Politics and Power

Christianity and Politics VI: The Civil Magistrate

Note: This is Part 6 of an ongoing series. See Part 1, Part 2, Part 3, Part 4, and Part 5.

“Power corrupts”

Power is dangerous. Seeing how often it is used for evil leads many Christians to recoil from the very idea. It is said that the Christian way is one of renouncing power. Many biblical texts are appealed to: “turn the other cheek” (Matt 5:39), “God chose what is weak in the world to shame the strong” (1 Cor 1:27), “For when I am weak, then I am strong” (2 Cor 12:10). Did not our savior renounce power by giving himself up to die on the cross, when he could have summoned legions of angels to destroy his enemies and rescue himself (Matt 26:53)? It seems pretty simple. Forget about absolute power. Power itself corrupts absolutely.

Or so we’re told. Over and over again.

But is this biblical? Must the Christian renounce power, especially of the political sort? Is power inherently corrupt?

To get anything done in the world requires some form of power, though it need not necessitate brute force. The rays of the sun imperceptibly cause plants to grow; hurricanes destroy entire cities. In the human realm, there are many ways in which power can be exercised, from the dropping of bombs to the slightest change on the face of someone in authority over us expressing approval or chagrin. If we were to define power as the action necessary to get things done, it is unlikely most people would recoil from it in horror. It is when we enter the realm of politics that this changes.

There is no doubt that political power can be, and often is, used to perpetrate great evil in the world. But that does not mean that power itself is the problem: abusus non tollit usum. What, then, does the Bible itself say about the use of power, specifically political power?

· · · · · · ·

## Exercise 1
List every Bible reference cited in the article on Christianity and the civil magistrate.
## Exercise 2
In the article on Christianity and the civil magistrate, rewrite the passage that opens with "Note: This is" and closes with "power inherently corrupt?", changing "weak" to "feeble".

## Data records

· · · · · · ·

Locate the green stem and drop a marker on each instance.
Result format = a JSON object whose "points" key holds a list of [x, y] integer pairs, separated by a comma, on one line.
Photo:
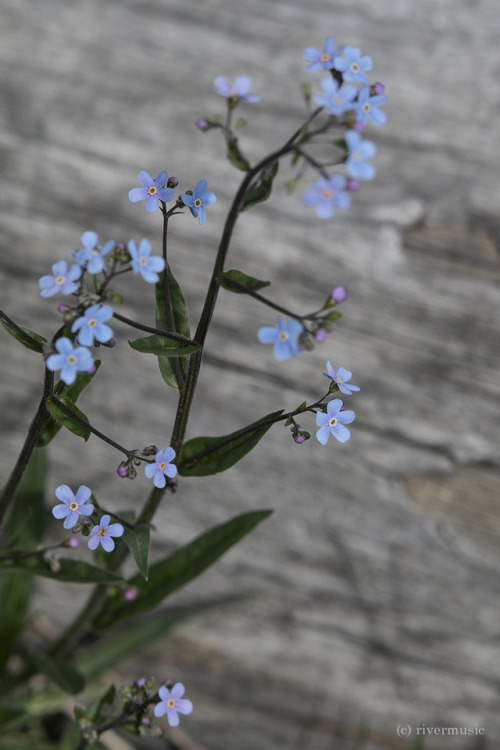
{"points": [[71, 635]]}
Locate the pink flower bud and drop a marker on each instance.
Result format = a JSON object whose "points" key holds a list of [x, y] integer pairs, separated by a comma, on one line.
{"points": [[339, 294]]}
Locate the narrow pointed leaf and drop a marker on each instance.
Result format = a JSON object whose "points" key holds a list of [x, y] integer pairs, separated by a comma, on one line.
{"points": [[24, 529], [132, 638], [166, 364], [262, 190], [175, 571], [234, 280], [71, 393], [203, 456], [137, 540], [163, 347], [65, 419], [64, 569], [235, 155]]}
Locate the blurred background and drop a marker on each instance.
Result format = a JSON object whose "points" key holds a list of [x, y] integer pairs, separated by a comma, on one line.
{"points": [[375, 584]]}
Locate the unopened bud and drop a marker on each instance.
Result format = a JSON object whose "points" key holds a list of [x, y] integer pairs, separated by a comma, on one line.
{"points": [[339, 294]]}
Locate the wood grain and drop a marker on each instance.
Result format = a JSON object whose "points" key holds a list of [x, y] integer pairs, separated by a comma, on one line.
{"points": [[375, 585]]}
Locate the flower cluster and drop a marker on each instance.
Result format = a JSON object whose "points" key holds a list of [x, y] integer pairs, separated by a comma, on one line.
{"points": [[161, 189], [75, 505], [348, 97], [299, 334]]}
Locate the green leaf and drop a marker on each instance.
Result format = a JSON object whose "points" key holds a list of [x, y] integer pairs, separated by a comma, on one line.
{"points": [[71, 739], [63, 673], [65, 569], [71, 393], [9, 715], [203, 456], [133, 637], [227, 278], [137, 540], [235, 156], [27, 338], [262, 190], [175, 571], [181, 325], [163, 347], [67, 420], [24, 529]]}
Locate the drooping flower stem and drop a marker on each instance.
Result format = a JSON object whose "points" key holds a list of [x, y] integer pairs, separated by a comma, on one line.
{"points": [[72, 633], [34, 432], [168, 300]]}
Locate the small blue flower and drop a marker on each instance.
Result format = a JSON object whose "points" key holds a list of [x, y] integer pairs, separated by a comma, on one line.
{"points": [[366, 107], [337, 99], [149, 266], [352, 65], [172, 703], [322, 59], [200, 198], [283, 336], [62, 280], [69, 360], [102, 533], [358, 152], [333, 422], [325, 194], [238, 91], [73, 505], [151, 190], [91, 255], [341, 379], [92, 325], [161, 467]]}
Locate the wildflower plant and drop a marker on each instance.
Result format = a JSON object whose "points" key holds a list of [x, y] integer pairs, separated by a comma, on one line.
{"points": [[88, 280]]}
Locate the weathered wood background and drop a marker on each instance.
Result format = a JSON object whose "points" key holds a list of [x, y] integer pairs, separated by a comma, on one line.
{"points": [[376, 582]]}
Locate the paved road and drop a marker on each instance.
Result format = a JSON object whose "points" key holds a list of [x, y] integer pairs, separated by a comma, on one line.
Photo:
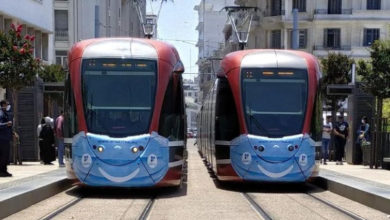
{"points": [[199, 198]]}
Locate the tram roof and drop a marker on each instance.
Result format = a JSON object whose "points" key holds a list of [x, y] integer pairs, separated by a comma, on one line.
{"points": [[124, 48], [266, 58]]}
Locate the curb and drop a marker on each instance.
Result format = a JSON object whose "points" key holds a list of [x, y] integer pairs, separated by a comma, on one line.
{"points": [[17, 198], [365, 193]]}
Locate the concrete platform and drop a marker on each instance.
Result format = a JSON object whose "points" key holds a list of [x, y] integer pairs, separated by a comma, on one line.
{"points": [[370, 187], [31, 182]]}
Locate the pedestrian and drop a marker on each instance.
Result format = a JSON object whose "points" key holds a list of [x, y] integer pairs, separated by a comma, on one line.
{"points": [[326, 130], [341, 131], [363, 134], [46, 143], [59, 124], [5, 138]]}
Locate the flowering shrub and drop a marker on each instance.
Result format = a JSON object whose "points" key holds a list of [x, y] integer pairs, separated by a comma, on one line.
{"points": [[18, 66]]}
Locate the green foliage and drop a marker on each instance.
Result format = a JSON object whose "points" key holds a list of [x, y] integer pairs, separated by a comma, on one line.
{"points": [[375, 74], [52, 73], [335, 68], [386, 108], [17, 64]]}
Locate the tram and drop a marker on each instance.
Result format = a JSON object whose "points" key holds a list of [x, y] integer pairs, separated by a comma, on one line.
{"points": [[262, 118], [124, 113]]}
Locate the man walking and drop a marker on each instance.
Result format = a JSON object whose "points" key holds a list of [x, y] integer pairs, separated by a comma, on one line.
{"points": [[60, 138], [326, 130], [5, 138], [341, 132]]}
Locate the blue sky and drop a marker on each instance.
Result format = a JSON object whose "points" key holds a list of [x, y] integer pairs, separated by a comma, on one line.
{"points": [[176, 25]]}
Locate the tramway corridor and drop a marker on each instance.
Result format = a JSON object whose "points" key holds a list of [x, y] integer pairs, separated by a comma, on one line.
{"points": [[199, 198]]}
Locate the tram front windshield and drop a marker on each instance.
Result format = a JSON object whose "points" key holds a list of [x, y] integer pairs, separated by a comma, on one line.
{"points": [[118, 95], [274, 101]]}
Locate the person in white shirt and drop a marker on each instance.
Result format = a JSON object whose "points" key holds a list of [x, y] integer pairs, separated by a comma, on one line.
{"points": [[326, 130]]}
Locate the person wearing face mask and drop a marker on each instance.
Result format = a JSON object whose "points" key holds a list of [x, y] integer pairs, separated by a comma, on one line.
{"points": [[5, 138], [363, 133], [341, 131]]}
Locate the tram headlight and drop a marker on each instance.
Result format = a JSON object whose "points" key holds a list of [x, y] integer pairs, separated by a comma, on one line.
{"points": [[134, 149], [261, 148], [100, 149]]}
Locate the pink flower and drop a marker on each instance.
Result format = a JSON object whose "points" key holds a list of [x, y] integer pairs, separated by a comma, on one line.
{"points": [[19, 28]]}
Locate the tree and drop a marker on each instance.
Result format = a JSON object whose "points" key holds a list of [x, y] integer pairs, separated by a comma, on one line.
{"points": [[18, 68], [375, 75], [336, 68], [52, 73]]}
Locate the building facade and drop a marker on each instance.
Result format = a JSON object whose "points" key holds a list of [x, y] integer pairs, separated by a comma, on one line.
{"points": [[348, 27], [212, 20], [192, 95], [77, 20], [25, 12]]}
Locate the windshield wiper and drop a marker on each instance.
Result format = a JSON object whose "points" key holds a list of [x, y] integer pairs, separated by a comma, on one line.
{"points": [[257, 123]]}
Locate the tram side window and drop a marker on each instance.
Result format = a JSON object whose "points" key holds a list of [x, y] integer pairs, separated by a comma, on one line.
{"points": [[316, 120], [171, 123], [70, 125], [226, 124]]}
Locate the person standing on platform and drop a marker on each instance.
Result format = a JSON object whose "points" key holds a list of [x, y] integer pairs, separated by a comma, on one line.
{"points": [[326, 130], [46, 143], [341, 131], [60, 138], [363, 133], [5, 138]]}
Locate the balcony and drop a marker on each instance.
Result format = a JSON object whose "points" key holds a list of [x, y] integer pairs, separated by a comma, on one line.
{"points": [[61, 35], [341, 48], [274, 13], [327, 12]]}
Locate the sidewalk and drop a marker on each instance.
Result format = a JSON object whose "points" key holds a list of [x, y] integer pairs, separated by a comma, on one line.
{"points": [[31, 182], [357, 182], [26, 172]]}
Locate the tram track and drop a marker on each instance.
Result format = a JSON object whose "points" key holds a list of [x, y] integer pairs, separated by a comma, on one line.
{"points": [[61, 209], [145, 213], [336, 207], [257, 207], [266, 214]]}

· · · · · · ·

## Correct response 1
Matt 5:39, 1 Cor 1:27, 2 Cor 12:10, Matt 26:53

## Correct response 2
Note: This is Part 6 of an ongoing series. See Part 1, Part 2, Part 3, Part 4, and Part 5.

“Power corrupts”

Power is dangerous. Seeing how often it is used for evil leads many Christians to recoil from the very idea. It is said that the Christian way is one of renouncing power. Many biblical texts are appealed to: “turn the other cheek” (Matt 5:39), “God chose what is feeble in the world to shame the strong” (1 Cor 1:27), “For when I am feeble, then I am strong” (2 Cor 12:10). Did not our savior renounce power by giving himself up to die on the cross, when he could have summoned legions of angels to destroy his enemies and rescue himself (Matt 26:53)? It seems pretty simple. Forget about absolute power. Power itself corrupts absolutely.

Or so we’re told. Over and over again.

But is this biblical? Must the Christian renounce power, especially of the political sort? Is power inherently corrupt?